- SUPPLIED MATERIAL:
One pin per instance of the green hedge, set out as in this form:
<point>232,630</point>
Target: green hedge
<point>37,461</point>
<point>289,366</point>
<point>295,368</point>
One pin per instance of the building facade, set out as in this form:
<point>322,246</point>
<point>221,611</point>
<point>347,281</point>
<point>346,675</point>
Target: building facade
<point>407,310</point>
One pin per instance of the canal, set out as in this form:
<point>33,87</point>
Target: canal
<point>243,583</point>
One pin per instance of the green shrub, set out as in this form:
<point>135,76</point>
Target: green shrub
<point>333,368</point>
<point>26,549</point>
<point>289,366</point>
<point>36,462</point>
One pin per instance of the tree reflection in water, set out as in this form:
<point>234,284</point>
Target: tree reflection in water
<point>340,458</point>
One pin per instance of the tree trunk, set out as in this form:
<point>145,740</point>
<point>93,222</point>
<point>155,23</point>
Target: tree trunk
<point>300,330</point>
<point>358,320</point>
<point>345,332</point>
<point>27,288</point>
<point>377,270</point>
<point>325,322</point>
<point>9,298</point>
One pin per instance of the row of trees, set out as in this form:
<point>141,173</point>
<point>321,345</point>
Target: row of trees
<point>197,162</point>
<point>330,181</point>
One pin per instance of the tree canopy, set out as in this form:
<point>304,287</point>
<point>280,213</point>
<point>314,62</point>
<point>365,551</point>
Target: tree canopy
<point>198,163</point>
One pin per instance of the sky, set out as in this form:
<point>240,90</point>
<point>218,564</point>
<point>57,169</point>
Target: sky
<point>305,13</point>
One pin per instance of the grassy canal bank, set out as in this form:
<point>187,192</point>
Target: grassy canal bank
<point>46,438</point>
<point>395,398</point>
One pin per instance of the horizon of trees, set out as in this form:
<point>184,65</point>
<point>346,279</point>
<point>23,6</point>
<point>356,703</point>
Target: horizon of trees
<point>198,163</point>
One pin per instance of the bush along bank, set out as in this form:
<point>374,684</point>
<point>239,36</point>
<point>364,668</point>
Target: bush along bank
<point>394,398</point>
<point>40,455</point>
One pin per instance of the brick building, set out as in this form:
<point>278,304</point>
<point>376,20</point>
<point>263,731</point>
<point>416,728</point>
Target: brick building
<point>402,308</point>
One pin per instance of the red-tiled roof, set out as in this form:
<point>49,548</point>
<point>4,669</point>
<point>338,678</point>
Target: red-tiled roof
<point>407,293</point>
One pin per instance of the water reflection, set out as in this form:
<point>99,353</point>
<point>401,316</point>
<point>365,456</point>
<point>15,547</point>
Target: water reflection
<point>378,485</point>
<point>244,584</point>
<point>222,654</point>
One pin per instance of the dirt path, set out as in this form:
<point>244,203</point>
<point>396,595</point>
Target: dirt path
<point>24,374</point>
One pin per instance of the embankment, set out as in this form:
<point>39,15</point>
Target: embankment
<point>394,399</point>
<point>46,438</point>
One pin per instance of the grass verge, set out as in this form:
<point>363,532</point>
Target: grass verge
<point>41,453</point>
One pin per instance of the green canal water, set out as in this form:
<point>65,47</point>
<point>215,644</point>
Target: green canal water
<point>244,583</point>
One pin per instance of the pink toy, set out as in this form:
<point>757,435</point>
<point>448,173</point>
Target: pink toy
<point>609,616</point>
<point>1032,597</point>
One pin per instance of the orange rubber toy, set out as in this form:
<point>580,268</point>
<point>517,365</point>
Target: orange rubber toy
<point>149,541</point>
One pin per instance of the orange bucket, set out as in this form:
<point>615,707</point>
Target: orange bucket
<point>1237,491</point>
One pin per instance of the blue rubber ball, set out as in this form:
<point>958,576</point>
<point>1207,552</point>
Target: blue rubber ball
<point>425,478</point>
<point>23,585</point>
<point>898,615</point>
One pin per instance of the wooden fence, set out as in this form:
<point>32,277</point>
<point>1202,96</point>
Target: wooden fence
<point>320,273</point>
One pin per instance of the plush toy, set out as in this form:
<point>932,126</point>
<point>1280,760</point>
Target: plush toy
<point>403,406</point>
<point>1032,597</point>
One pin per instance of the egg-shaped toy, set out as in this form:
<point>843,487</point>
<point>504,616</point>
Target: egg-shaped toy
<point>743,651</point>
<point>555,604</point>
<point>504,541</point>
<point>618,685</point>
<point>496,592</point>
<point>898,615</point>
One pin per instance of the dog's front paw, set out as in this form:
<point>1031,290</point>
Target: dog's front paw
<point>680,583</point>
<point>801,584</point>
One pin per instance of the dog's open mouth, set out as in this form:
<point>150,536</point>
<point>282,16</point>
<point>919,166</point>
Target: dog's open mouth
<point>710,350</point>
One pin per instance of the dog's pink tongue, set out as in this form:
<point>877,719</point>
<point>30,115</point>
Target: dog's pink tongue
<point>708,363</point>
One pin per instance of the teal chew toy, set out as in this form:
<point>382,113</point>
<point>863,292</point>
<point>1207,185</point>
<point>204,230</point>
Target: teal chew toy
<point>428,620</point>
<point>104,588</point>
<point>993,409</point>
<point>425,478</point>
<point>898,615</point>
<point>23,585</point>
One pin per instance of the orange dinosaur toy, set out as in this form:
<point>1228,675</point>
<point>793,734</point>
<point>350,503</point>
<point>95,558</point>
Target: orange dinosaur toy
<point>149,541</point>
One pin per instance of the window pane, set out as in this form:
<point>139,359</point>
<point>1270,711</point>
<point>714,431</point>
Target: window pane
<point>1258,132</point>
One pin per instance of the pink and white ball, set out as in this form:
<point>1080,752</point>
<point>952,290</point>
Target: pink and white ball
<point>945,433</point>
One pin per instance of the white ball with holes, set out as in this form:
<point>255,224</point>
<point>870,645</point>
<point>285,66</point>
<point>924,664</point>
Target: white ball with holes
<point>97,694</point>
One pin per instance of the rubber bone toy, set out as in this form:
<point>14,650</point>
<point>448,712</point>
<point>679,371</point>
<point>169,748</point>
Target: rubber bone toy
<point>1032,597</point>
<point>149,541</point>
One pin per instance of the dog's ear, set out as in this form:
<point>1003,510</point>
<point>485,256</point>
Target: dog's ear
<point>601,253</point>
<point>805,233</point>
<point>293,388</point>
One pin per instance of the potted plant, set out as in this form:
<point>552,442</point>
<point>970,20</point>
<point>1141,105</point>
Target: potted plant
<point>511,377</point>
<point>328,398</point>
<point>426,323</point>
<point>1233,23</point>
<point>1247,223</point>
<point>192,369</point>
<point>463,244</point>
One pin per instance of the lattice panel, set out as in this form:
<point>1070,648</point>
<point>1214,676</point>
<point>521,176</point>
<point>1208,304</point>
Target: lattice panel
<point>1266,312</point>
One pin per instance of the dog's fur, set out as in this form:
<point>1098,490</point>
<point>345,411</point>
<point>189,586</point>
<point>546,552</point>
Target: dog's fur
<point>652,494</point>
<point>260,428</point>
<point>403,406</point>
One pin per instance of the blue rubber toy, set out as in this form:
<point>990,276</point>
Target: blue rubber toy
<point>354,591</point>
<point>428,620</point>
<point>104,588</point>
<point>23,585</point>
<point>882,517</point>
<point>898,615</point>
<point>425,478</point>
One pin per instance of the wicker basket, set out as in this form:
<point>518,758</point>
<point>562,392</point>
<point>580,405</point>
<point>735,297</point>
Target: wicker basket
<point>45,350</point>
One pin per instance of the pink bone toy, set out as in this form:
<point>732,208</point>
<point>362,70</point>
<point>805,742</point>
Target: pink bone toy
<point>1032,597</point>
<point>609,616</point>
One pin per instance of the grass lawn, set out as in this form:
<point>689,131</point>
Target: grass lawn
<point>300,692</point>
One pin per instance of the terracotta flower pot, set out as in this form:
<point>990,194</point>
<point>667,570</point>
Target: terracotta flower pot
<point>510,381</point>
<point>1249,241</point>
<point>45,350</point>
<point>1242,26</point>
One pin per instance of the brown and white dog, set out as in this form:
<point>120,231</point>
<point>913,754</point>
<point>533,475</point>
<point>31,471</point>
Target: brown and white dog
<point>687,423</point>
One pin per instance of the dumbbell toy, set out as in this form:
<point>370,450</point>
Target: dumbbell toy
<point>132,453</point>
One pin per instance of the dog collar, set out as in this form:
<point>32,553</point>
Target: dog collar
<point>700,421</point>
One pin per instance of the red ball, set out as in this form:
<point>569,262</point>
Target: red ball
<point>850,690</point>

- TASK OBJECTIVE: Can you recast the stretch from the start of the records through the line containing "<point>340,458</point>" as a Markdown table with two columns, No. and Line, one numbered row per line, with blank lines left out?

- WRITTEN RESPONSE:
| No. | Line |
|---|---|
| 1 | One pin per instance of the green hedge, set out as in this form: |
| 2 | <point>232,630</point> |
| 3 | Target: green hedge |
| 4 | <point>37,461</point> |
| 5 | <point>289,366</point> |
| 6 | <point>295,368</point> |
| 7 | One pin per instance of the building facade, set out as in this form: |
| 8 | <point>322,246</point> |
| 9 | <point>221,611</point> |
| 10 | <point>347,281</point> |
| 11 | <point>346,675</point> |
| 12 | Target: building facade |
| 13 | <point>407,310</point> |
| 14 | One pin per instance of the canal, set out as in this form: |
| 15 | <point>33,87</point> |
| 16 | Target: canal |
| 17 | <point>243,583</point> |
| 18 | One pin per instance of the green shrub, set out as in this form: |
| 19 | <point>135,76</point> |
| 20 | Target: green shrub |
| 21 | <point>333,368</point> |
| 22 | <point>26,549</point> |
| 23 | <point>289,366</point> |
| 24 | <point>36,462</point> |
| 25 | One pin per instance of the tree reflection in water, set out as in this form: |
| 26 | <point>234,284</point> |
| 27 | Target: tree reflection in water |
| 28 | <point>340,458</point> |